John L. Lewis, Henry G. Schmidt and Josephine Roche, As Trustees of the United Mine Workers of America Welfare and Retirement Fund of 1950, Plaintiffs-appellants, v. Ed Owens, Individually and Trading As Owens Coal Company, Defendant-appellee, 338 F.2d 740 (6th Cir. 1964)Annotate this Case
Charles L. Widman, Washington, D. C., Val J. Mitch, T. G. Dudley, Washington, D. C., Grant F. Knuckles, Pineville, Ky., M. E. Boiarsky, Charleston, W. Va., on brief, for appellants.
G. E. Reams, Harlan, Ky., G. M. Castle, Harlan, Ky., on brief, for appellee.
Before WEICK, Chief Judge, and O'SULLIVAN and PHILLIPS, Circuit Judges.
WEICK, Chief Judge.
The plaintiffs are Trustees of the United Mine Workers of America Welfare and Retirement Fund, which is an irrevocable trust created by the National Bituminous Coal Wage Agreement of 1950. The Agreement was industry wide and had many signatories.

[Excerpted records]
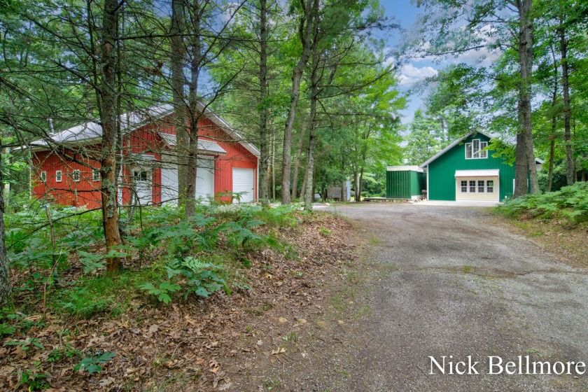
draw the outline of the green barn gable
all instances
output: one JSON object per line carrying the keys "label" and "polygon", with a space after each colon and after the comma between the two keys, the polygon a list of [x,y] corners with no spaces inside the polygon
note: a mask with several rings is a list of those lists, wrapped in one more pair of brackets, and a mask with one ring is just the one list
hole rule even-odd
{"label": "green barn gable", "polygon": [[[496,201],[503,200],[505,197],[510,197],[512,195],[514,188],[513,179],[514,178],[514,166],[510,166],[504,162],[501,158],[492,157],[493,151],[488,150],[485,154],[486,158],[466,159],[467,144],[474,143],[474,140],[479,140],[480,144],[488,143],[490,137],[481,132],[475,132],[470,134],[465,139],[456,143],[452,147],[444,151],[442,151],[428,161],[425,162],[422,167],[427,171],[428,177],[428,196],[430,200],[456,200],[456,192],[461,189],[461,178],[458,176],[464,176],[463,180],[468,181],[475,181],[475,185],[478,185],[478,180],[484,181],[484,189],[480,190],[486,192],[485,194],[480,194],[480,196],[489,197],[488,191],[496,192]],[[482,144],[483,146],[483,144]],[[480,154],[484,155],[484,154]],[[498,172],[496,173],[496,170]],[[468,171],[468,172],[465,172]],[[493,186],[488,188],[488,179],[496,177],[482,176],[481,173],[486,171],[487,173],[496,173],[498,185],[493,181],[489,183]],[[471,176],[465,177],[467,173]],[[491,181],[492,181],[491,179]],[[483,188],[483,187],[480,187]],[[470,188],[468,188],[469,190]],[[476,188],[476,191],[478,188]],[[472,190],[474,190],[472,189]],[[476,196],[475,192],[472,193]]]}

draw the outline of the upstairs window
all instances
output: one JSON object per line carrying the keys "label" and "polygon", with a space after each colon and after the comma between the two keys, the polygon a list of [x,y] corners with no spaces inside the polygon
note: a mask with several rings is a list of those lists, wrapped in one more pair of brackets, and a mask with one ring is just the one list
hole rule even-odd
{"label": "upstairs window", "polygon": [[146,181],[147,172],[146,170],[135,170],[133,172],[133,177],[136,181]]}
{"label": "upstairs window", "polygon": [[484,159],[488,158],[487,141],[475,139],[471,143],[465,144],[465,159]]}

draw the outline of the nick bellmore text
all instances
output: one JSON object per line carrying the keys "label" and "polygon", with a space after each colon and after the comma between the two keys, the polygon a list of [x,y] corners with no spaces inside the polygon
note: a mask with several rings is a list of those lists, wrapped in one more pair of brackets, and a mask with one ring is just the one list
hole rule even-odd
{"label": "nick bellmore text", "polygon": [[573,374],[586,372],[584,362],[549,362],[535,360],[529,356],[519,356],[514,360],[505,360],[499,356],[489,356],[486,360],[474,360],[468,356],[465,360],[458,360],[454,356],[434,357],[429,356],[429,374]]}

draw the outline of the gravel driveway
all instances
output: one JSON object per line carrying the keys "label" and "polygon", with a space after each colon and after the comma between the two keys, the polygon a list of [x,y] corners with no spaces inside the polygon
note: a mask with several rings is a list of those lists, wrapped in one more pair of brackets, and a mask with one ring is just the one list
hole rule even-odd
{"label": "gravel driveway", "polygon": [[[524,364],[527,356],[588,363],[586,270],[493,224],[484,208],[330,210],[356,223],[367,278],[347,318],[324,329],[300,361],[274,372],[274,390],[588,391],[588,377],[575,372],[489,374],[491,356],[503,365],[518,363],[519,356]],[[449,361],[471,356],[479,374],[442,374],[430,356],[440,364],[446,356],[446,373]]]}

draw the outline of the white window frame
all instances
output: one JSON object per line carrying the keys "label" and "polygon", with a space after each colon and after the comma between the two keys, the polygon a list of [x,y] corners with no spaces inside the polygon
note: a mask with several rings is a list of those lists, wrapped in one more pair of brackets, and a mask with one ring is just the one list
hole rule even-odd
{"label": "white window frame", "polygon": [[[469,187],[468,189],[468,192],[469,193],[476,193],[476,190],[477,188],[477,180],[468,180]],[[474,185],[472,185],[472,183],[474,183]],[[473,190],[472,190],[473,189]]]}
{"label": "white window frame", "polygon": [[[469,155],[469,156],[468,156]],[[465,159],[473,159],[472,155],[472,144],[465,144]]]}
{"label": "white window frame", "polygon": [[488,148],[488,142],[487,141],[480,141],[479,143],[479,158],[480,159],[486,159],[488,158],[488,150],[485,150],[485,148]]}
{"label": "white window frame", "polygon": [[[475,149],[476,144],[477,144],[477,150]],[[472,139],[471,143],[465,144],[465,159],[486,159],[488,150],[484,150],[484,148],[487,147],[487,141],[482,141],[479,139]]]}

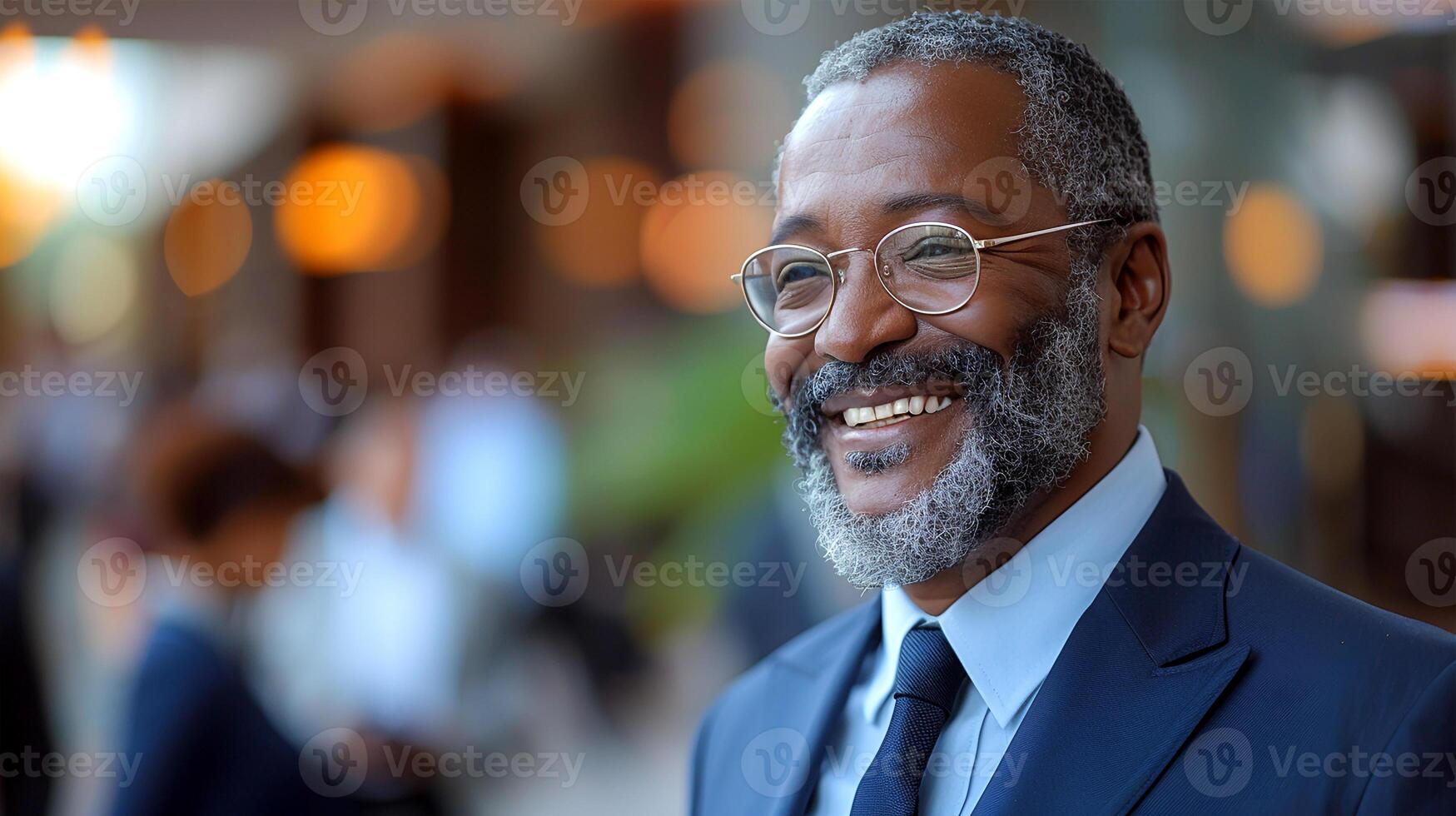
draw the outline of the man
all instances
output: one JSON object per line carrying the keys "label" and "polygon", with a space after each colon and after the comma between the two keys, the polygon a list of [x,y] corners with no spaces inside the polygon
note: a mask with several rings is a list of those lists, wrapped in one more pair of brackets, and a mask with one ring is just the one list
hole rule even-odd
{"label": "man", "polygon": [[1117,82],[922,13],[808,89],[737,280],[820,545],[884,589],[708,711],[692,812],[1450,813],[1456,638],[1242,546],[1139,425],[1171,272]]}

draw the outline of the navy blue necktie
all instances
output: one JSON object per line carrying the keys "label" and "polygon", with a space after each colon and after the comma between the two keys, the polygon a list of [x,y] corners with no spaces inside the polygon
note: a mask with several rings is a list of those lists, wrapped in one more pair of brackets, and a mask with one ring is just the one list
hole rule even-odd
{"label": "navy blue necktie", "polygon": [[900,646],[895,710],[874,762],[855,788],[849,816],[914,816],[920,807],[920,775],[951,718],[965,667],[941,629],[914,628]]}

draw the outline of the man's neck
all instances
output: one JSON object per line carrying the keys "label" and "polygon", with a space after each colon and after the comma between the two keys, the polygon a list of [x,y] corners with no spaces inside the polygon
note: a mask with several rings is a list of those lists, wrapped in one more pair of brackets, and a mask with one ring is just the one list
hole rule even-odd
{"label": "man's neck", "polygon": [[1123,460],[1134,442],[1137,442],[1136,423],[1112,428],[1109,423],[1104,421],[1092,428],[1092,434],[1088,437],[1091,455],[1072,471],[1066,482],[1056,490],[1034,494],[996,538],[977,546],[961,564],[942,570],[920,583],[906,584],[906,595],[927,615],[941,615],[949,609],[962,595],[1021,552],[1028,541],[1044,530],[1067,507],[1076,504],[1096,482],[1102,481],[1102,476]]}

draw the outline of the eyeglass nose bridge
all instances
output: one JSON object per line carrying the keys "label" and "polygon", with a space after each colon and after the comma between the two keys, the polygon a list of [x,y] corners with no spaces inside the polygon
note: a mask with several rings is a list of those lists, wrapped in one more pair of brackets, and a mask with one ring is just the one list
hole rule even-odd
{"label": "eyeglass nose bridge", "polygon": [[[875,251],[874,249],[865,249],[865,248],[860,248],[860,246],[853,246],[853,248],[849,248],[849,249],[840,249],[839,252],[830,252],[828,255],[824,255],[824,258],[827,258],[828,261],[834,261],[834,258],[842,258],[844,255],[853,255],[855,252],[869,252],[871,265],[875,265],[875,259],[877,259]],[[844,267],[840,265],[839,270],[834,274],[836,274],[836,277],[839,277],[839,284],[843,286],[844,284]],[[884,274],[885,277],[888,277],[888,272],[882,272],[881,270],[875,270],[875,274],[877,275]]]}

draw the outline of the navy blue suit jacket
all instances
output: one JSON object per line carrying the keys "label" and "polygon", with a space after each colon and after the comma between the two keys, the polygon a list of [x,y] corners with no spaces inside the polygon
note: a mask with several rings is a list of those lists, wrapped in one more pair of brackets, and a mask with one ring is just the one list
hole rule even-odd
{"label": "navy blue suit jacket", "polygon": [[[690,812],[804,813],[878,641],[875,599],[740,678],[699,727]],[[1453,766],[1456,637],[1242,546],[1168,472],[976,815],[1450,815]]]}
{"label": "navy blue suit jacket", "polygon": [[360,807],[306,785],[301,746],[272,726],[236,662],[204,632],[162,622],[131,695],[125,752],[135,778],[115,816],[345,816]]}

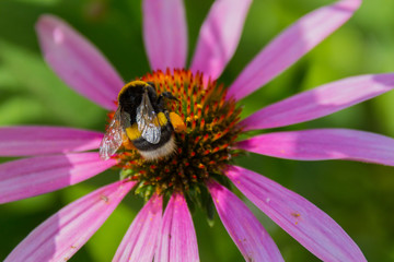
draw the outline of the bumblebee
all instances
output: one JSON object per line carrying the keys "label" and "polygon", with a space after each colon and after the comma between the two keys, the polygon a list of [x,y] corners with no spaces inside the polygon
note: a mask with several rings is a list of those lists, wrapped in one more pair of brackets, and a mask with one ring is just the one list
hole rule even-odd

[Work order A] Translate this sentence from the court opinion into Spanish: "The Agreement was industry wide and had many signatories."
[Work order B] According to the court opinion, what created the United Mine Workers of America Welfare and Retirement Fund?

[Answer section A] El Acuerdo abarcaba a toda la industria y tuvo muchos signatarios.

[Answer section B] The National Bituminous Coal Wage Agreement of 1950.